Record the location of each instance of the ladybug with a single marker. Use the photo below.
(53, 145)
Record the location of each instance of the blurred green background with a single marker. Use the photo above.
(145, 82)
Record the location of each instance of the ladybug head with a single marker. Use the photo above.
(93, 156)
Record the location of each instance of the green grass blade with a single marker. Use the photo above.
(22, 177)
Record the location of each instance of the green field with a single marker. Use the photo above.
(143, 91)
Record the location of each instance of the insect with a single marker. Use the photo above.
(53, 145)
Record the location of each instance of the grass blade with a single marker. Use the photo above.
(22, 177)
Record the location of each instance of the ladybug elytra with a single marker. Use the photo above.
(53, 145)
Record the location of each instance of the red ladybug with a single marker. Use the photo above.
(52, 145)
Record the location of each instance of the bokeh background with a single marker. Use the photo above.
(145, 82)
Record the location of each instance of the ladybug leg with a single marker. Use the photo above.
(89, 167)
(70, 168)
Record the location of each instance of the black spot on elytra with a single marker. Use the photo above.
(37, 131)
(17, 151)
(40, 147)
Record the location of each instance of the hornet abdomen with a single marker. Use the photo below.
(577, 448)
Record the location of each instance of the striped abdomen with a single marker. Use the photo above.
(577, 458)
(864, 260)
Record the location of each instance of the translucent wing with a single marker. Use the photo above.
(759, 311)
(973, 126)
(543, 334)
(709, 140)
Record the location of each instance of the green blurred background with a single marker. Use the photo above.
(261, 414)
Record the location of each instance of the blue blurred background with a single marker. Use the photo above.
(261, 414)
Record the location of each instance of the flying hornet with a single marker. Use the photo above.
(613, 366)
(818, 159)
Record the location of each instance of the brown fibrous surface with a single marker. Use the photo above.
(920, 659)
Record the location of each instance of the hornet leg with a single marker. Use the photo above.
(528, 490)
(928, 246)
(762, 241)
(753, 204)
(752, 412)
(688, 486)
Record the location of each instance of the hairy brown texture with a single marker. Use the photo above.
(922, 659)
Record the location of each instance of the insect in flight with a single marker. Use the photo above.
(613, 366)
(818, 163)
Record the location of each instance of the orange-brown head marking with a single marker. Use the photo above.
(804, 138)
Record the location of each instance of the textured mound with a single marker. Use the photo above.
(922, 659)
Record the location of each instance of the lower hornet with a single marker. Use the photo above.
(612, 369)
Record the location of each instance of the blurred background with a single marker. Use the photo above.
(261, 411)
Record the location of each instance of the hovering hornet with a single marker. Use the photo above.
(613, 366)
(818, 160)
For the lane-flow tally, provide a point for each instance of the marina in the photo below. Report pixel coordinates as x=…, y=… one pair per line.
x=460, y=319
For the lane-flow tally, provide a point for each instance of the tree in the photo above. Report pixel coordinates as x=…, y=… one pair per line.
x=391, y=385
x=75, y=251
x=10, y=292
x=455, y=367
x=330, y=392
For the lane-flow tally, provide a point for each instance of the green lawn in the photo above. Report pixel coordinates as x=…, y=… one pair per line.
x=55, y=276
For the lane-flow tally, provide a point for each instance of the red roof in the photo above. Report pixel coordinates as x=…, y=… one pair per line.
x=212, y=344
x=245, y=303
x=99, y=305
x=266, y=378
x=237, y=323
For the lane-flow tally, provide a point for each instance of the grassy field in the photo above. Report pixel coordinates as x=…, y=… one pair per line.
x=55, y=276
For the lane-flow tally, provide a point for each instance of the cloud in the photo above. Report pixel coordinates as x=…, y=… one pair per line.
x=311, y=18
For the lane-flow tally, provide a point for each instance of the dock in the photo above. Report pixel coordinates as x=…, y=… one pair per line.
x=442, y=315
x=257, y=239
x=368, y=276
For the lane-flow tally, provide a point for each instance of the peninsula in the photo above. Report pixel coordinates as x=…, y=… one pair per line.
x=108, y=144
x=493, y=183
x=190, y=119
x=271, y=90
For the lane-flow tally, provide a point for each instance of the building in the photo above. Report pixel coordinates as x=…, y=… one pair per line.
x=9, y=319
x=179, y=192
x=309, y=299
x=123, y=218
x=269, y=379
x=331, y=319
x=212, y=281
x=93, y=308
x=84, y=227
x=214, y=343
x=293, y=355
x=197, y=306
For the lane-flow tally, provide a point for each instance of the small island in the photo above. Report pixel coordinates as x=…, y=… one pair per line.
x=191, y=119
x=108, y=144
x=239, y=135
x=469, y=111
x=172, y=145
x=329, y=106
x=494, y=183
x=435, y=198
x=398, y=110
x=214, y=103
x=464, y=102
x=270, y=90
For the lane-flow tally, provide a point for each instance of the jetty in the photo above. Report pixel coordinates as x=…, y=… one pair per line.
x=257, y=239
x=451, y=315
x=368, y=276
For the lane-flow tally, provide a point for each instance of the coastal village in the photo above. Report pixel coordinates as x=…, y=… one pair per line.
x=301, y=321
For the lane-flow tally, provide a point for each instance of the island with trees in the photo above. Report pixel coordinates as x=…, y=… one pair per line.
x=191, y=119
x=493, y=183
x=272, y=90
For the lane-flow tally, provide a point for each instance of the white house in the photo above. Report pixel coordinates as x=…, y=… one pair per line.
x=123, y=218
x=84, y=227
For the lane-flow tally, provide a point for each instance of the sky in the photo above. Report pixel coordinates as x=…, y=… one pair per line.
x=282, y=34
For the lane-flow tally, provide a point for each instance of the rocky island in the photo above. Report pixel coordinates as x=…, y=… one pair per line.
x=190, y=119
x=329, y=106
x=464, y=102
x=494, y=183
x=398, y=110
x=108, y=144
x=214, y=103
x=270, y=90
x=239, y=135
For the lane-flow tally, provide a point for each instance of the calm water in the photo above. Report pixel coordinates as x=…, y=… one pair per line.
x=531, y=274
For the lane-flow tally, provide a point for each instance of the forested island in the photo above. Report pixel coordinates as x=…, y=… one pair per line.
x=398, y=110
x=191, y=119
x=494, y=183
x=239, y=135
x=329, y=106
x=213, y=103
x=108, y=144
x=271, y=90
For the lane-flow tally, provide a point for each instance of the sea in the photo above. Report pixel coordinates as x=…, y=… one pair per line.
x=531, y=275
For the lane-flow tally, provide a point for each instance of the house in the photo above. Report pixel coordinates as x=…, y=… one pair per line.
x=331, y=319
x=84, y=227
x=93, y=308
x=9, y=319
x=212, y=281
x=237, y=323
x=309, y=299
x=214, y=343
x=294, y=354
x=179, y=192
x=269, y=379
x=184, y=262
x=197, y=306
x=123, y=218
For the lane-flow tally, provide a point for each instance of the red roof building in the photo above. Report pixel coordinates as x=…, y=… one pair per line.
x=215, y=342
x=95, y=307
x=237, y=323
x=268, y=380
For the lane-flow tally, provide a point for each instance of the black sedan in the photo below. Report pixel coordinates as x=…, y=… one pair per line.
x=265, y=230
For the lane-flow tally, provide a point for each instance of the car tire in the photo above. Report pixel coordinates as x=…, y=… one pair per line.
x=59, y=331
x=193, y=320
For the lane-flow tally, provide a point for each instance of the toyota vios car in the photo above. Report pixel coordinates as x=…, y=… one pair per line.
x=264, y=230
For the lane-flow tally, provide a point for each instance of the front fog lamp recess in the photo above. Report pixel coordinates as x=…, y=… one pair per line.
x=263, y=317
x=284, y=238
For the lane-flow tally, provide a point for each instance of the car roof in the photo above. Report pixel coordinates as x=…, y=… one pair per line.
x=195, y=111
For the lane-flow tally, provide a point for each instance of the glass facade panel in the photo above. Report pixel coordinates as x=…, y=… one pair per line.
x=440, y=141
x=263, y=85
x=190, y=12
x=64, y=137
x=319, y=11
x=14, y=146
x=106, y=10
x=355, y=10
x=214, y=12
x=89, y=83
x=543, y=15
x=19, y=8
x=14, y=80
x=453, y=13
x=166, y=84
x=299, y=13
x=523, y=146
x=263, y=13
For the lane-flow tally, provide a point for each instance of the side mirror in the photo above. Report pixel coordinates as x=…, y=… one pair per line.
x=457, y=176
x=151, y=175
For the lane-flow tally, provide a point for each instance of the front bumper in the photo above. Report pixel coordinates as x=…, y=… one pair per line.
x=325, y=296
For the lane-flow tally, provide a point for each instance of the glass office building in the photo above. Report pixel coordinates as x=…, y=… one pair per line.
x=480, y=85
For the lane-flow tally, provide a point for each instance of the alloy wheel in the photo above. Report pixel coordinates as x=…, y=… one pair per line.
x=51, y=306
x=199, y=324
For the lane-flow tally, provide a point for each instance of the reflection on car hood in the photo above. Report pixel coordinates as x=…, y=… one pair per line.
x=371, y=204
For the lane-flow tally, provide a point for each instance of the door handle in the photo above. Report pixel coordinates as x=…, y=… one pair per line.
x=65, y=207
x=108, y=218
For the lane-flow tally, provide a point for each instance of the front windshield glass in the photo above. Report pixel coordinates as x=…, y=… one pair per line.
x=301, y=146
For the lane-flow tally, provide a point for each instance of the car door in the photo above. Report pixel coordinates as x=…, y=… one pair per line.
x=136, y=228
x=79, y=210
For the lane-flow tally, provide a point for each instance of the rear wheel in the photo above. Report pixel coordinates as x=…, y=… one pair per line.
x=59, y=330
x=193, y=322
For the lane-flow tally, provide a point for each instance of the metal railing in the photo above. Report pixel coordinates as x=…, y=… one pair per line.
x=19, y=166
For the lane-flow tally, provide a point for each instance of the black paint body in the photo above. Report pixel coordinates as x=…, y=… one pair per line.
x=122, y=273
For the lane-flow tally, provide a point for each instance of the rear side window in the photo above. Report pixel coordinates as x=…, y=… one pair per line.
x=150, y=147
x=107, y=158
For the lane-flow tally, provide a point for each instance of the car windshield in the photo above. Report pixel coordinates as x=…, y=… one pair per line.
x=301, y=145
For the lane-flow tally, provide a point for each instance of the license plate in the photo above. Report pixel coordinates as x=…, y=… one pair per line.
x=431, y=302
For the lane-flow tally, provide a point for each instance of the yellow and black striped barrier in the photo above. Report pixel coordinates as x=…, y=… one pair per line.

-----

REQUIRED WORK =
Repeat the material word for word, starting at the line containing "of the toyota" and ending at the line containing "x=325, y=296", including both of those lines.

EXERCISE SOLUTION =
For the lane-flow tally, provide a point for each instance of the toyota vios car in the photo above. Report pixel coordinates as x=…, y=… one pair per line.
x=264, y=230
For the lane-flow tally, provide a point for each instance of the front fog lamp recess in the photo above. Report pixel coordinates as x=…, y=… one pair per line.
x=263, y=317
x=284, y=238
For the lane-flow tally, provide a point for each instance of the car roof in the photo above. Report pixel coordinates as x=…, y=… one pair per line.
x=195, y=111
For the lane-flow tally, provide a point for each instance of the glass facade panel in the photo above. Report pixel coordinates as x=…, y=… one pair per line.
x=440, y=141
x=263, y=85
x=190, y=12
x=64, y=137
x=319, y=11
x=14, y=146
x=106, y=10
x=355, y=10
x=214, y=12
x=89, y=83
x=543, y=15
x=19, y=8
x=14, y=80
x=453, y=13
x=166, y=84
x=299, y=13
x=523, y=146
x=263, y=13
For the lane-flow tally, provide a point for each instance of the side mirror in the photo above. Report pixel coordinates as x=…, y=… one pair per line.
x=457, y=176
x=151, y=175
For the lane-flow tally, provide a point for each instance of the front bumper in the photo above. Report pixel coordinates as x=…, y=… one pair per line.
x=325, y=296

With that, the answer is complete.